August 11, 2021 | By Robert Nott
August 11, 2021 | By Robert Nott
The way Hannah Hausman and Caitlin Brodsky were cavorting about the grass at the Santa Fe Children’s Museum on Tuesday afternoon, you would have thought they were a few kids waiting for the place to reopen after a year and a half of closure.
And in a way, they were. Hausman, director of the 36-year-old institution, and Brodsky, chairwoman of the museum’s board of directors, were celebrating the fact the facility reopens to museum members Wednesday and to the general public Aug. 18.
Looking over the inviting sand pit, interactive displays and organic gardens awaiting the attention of the kiddos, Brodsky said she was developing goosebumps.
“I have no doubt the kids are going to return,” she said as staff members busied themselves with setting up socially distanced exhibits, play and learning spaces and checking in with the museum’s reptiles to see if they are ready for visitors.
Nearby, New Mexico Youth Conservation Corps volunteer Sarah Haghi, who helps young kids learn to garden at the museum, said having the energy of the children will “bring it alive.”
Much beloved by parents and children — a combination of playground, learning space and interactive museum — the excitement at the museum was palpable. That was true even for its new lizard, Fafnir, whose eyes lit up as he watched the preparations play out from the safety of a staff member’s hand.
And no wonder. The coronavirus shut down a lot of options for parents wanting their children to learn and grow and connect. Most switched to distance learning modes to do schoolwork.
Brodsky, who came to the museum as a kid and who now has two children who visit it regularly, said those families are still wrestling with “a loss of connection.”
“COVID wiped that out,” she added. The museum, she said, can help restore a sense of attachment.
Nicole Ault said she can’t wait to bring her 6-year-old son Jackson back. He was one of about 600 children from ages 3 to 8 who took part in a summer camp program outdoors at the museum.
She said museum leaders were “cautious and diligent with safety practices,” such as mandatory mask-wearing and social distancing. That, she said, helped bring “a level of comfort in bringing him back” next week.
“It’s a place he has grown up in,” she said.
It’s also a place where kids learned scientific concepts while playing with magnets, creating huge bubbles and tinkering with a kinetic water fountain, said Leona Hillary, the museum’s education director.
When it comes to attractions, some of old favorites may be gone — the dress-up costume area, the face painting station — in the name of protection.

_Supplied records:_

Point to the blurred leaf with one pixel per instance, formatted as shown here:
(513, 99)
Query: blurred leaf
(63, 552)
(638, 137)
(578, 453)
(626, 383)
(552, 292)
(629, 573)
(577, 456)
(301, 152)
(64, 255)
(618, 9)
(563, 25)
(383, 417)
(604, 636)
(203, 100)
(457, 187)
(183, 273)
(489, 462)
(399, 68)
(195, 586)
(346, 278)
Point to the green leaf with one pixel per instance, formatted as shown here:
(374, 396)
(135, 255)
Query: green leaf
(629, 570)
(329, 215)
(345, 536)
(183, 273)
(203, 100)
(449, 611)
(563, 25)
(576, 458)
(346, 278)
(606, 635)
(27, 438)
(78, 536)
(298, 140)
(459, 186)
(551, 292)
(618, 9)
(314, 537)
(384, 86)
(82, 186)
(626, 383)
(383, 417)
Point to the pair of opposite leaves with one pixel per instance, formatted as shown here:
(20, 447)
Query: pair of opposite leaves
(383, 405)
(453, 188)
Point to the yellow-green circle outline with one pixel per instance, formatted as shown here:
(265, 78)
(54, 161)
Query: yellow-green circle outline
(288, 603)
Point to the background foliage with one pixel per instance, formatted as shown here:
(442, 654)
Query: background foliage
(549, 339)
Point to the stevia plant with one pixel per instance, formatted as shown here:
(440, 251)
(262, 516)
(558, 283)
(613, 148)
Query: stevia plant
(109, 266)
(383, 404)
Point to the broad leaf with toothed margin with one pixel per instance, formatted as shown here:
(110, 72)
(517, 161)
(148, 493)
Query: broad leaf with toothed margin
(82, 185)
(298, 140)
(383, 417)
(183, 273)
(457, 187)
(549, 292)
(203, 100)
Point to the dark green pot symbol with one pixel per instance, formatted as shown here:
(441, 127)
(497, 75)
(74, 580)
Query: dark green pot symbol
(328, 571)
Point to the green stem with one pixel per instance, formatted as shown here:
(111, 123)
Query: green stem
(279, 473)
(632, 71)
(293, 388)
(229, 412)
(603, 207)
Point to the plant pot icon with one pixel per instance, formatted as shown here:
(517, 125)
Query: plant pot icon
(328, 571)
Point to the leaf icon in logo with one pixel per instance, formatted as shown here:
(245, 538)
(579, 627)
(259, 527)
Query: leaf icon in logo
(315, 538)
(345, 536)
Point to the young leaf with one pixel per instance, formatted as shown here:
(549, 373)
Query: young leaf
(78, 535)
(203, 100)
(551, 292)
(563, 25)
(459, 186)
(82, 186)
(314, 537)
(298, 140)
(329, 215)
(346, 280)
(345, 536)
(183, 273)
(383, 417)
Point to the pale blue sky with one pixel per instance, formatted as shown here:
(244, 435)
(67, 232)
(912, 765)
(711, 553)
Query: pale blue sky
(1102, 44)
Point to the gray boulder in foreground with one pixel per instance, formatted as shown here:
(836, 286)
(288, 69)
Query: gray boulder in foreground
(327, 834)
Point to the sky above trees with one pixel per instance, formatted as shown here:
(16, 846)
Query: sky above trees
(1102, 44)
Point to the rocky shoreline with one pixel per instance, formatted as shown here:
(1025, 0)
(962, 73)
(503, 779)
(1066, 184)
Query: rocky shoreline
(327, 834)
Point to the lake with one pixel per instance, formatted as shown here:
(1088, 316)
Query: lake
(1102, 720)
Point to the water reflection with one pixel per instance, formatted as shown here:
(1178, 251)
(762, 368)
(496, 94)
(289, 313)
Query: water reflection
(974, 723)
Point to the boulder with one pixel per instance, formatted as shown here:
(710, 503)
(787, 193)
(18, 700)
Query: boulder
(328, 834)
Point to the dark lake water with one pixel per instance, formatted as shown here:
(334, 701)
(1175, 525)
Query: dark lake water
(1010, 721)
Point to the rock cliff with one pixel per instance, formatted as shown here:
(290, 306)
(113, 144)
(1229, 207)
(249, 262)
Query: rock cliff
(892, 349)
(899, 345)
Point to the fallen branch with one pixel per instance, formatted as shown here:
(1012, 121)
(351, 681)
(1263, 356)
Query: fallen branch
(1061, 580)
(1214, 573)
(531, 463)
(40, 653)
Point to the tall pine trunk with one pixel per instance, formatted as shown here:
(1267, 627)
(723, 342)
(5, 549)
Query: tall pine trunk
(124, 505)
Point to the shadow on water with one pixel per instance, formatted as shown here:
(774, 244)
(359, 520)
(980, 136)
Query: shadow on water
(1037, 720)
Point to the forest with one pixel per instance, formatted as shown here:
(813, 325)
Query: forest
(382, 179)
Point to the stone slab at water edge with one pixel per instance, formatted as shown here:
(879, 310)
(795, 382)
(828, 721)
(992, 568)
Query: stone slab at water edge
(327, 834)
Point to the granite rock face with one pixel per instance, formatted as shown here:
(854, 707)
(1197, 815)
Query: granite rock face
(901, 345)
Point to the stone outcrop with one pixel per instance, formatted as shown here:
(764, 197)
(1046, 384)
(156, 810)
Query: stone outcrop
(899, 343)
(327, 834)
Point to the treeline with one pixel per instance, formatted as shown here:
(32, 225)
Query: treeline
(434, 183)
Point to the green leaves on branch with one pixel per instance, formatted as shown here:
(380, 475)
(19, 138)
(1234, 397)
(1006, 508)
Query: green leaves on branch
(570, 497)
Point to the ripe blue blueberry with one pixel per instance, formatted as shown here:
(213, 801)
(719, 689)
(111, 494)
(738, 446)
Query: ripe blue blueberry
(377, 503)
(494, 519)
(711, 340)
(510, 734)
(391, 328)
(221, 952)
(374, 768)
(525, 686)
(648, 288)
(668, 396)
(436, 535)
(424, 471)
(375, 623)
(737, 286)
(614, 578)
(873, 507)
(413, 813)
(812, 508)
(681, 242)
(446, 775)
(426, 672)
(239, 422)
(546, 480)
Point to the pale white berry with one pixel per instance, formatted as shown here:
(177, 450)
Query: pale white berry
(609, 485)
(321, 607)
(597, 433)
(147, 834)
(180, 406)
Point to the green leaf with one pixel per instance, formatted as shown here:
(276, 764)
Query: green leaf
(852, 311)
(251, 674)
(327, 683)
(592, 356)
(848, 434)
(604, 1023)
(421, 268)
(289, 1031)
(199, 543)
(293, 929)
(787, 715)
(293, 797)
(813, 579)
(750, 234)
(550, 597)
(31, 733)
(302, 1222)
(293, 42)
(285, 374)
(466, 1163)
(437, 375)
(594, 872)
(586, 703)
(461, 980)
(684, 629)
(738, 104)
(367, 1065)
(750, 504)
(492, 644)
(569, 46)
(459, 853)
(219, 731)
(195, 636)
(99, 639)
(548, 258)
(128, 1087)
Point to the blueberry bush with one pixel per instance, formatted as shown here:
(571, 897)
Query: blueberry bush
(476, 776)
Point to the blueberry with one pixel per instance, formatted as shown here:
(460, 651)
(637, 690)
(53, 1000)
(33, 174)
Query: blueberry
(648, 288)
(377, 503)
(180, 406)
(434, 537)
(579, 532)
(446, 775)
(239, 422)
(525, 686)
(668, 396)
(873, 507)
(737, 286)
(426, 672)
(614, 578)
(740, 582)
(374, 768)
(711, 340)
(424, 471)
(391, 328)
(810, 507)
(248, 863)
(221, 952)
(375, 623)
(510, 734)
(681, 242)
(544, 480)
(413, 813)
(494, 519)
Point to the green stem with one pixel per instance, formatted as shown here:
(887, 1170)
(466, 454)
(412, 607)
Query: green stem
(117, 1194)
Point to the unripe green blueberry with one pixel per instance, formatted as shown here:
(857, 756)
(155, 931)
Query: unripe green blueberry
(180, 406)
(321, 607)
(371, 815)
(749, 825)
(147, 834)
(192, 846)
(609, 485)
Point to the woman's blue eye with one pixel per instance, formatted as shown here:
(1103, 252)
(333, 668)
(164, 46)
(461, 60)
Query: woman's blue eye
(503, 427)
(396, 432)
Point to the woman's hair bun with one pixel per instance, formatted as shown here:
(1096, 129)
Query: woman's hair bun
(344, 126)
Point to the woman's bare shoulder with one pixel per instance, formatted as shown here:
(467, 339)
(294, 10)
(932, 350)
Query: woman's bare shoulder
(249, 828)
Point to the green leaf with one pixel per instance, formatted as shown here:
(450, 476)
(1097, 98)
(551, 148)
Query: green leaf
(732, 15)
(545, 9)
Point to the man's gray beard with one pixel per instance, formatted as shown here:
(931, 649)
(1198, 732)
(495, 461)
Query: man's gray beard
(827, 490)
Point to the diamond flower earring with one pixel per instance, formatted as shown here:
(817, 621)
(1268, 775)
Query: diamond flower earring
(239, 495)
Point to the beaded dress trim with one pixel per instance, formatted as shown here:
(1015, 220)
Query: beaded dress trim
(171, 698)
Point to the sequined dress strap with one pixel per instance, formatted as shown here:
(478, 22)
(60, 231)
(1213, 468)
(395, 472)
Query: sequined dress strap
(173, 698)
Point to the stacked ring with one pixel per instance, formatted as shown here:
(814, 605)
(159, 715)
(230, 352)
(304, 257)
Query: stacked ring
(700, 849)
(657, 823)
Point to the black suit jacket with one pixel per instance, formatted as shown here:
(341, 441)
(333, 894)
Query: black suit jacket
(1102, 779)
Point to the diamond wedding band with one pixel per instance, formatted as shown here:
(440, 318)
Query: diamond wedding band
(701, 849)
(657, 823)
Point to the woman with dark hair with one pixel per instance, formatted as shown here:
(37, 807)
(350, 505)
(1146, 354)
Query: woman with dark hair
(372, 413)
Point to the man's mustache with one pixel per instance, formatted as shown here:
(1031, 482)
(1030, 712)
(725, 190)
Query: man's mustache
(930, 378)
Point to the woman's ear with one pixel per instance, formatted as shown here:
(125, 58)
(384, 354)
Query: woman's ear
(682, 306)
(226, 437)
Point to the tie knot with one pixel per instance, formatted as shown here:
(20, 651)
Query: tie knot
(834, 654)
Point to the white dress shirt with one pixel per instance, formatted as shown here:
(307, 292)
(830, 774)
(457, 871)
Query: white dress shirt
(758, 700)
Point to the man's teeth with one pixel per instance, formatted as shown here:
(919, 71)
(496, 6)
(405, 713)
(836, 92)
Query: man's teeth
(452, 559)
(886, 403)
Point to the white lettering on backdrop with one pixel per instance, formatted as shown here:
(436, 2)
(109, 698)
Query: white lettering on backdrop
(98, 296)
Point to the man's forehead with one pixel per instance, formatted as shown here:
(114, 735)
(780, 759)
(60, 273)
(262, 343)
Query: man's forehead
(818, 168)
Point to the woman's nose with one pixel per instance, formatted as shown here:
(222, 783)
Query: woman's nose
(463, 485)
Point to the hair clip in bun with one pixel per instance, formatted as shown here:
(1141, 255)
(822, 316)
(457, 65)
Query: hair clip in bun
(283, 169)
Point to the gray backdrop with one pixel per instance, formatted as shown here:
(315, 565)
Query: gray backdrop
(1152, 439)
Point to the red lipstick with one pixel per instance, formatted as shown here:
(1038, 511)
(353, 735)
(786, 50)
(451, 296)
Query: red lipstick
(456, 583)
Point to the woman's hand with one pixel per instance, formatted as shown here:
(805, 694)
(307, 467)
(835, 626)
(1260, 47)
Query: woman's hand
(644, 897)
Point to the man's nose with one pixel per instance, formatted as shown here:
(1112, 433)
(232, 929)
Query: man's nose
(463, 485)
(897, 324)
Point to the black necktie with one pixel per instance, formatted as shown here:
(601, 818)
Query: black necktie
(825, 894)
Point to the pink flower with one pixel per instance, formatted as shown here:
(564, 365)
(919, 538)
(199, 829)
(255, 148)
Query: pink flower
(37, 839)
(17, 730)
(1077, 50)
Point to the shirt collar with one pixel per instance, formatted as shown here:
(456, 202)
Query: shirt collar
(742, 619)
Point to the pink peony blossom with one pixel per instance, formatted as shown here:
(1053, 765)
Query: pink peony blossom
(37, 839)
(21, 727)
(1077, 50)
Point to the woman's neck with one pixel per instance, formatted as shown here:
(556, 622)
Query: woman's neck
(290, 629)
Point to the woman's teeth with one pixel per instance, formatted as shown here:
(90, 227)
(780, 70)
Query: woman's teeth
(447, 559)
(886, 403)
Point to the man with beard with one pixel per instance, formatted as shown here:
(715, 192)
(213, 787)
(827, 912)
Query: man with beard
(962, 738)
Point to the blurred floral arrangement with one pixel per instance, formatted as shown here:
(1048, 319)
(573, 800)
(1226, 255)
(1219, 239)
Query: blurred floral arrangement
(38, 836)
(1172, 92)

_Exercise brief:_
Could you continue the article on the Santa Fe Children's Museum reopening, starting right after the sentence ending "in the name of protection"?

_Response area:_
On the other hand, there’s a fresh garden, new murals and Fafnir to entertain visitors.
Masks will remain mandatory, even outdoors, Hausman said. Hand-sanitizing stations are now set up around the museum, too. The facility is not planning to require patrons to provide a proof of vaccination or constant testing. For the time being, most activities will be held outside.
But with the virus again on the move, Hausman said she is aware the museum may have to shut down again for safety reasons if things don’t get better.
“If the variant infection numbers go up, we will close and reopen again when we can,” she said.
The virus did not stop the museum from running the summer camp, offering virtual field tours and providing garden-grown food for hungry families and Grab and Grow kits to children.
Still, the operation had to be cut back and employees were laid off. Before the virus, the museum employed more than 20 people, Hausman said. Now there are fewer than 10. And the museum will only be open four days a week; before COVID-19, it was open every day.
The museum hit a rocky financial spot nearly a decade ago, announcing it needed $200,000 to stay afloat. Over time, donors came forth to patch up the funding gap, but only after the museum cut some staff and temporarily closed.
Hausman said an aggressive fundraising campaign, coupled with successful grant requests for federal, state and county money, have put the museum in a place where it can plan an elaborate outdoor renovation.
She said in 2020 more than $200,000 was raised from foundations, grants and private sources.
“If there was a grant available, I applied for it,” she said.
This autumn, the museum will begin a phased-in project to renovate its outdoor area, adding 28 new exhibits, a music performance space and a “hill play” area, plus a new outdoor classroom.
“There’s a special charm about this museum,” Brodsky said. “There’s a sense of entering this magic environment when you walk through the doors, whether you are six or 60.”